Eliyah, le plus jeune d'une famille qui comptait neuf enfants, est le fils de Rabbi Achère Halévi. La famille vivait à Neustadt, petite ville non loin de Nuremberg, en Allemagne.

C'était le Moyen Age, cette époque qui coûta tant de peines et de tribulations aux pauvres Juifs sans défense : chassés de ville en ville, sans abri aucun, dépouillés de ce qu'ils possédaient, encore heureux de ne pas perdre tout bonnement la vie, tel fut leur sort en ces temps si troublés. Les Allemands étaient connus pour leur cruauté. Ainsi, un jour, les Juifs de Neustadt et d'autres villes se virent expulser de chez eux sans autre forme de procès et sans autre raison que celle d'être Juifs et de vouloir le rester. Rabbi Eliyah est déjà marié et père quand l'inique expulsion est ordonnée. Il emmène sa famille vers le sud où, après avoir erré longtemps, il arrive en Italie.

Vers la fin du siècle, Rabbi Eliyah rejoint Venise. Là, il trouve beaucoup d'érudits juifs et il décide de s'y installer. Il gagne sa vie en enseignant, tandis qu'il poursuit ses études. Il ne tarde pas à être reconnu lui-même comme un grand érudit.

En 1504 il se rend à Padoue. Il est pauvre et subvient à ses besoins et à ceux de sa famille en copiant des livres hébraïques pour le compte de riches israélites désireux de posséder des manuscrits des premiers écrivains juifs. En même temps il donne des leçons d'hébreu et se fait une réputation d'excellent maître. Le nombre de ses élèves augmente ; beaucoup de non-juifs connus en font partie. Vous vous étonnerez peut-être que des non-juifs pussent avoir besoin d'apprendre l'hébreu en ce temps-là. Eh bien, un mouvement existait à cette époque – que nous appelons l'humanisme – qui poussait les érudits et les personnes cultivées en général à un retour aux anciens écrits en hébreu, en grec, en latin, afin d'y puiser connaissances et inspiration. Nombre d'érudits non-juifs et d'ecclésiastiques n'étaient pas satisfaits des traductions qu'on pouvait avoir de la Bible et préféraient l'étudier dans la langue originale. Jusqu'alors les manuels simples de langue et de grammaire hébraïques n'avaient pas encore fait leur apparition.

Les nombreux élèves de Rabbi Eliyah le prient de composer un tel livre. C'est alors qu'il écrit un commentaire sur le Mahalakh Chevilei Hadaath (Voyage sur le Chemin de la Connaissance), un manuel de langue hébraïque dont Rabbi Moché Kim’hi, un frère de Rabbi David Kim’hi (connu sous le nom de RaDaK) était l'auteur.

Quand le manuscrit est presque prêt, une épidémie éclate à Padoue. Rabbi Eliyah le confie à l'un de ses élèves afin qu'il en exécute une copie à remettre à la publication. L'élève se montra indigne de la confiance du maître, car il fit publier l'ouvrage sous un autre nom. Il y avait également apporté quelques modifications et ajouté – comble de l'indélicatesse – divers autres textes de Rabbi Eliyah Levita même.

(Entrées d'un jeu de données)
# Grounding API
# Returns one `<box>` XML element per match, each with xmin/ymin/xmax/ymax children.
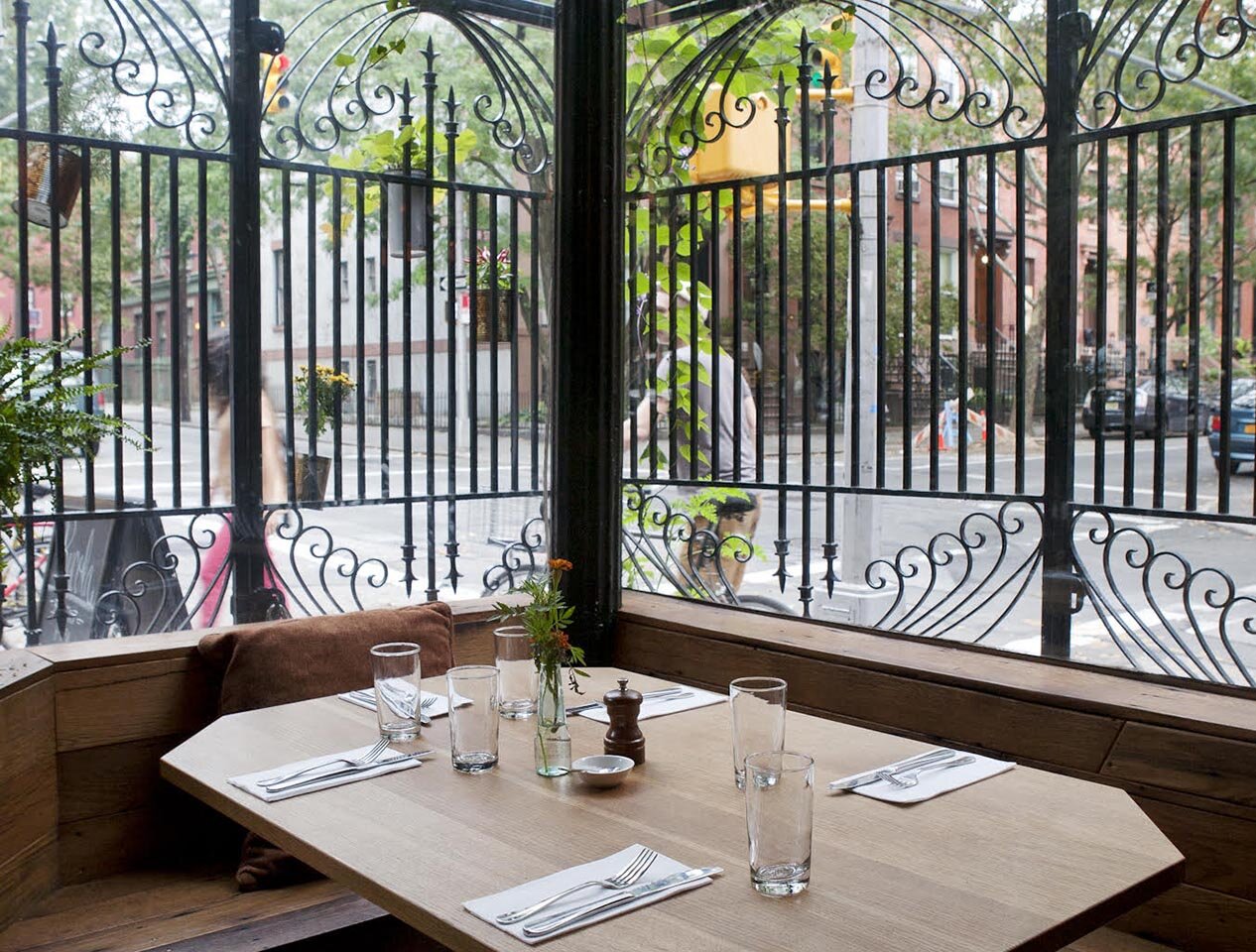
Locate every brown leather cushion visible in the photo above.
<box><xmin>198</xmin><ymin>602</ymin><xmax>453</xmax><ymax>715</ymax></box>
<box><xmin>197</xmin><ymin>602</ymin><xmax>453</xmax><ymax>891</ymax></box>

**Exercice proposé A:**
Recopiez tout le passage du texte sur Rabbi Eliyah, depuis « Quand le manuscrit » jusqu'à « Eliyah Levita même. ».
**Exercice proposé B:**
Répondez aux questions suivantes à l'aide du texte sur Rabbi Eliyah :
(i) Dans quelle ville vivait la famille d'Eliyah ?
(ii) En quelle année Rabbi Eliyah se rend-il à Padoue ?
(iii) Qui était l'auteur du Mahalakh Chevilei Hadaath ?

**Corrigé complet A:**
Quand le manuscrit est presque prêt, une épidémie éclate à Padoue. Rabbi Eliyah le confie à l'un de ses élèves afin qu'il en exécute une copie à remettre à la publication. L'élève se montra indigne de la confiance du maître, car il fit publier l'ouvrage sous un autre nom. Il y avait également apporté quelques modifications et ajouté – comble de l'indélicatesse – divers autres textes de Rabbi Eliyah Levita même.

**Corrigé complet B:**
(i) À Neustadt, petite ville non loin de Nuremberg, en Allemagne.
(ii) En 1504.
(iii) Rabbi Moché Kim'hi, un frère de Rabbi David Kim'hi.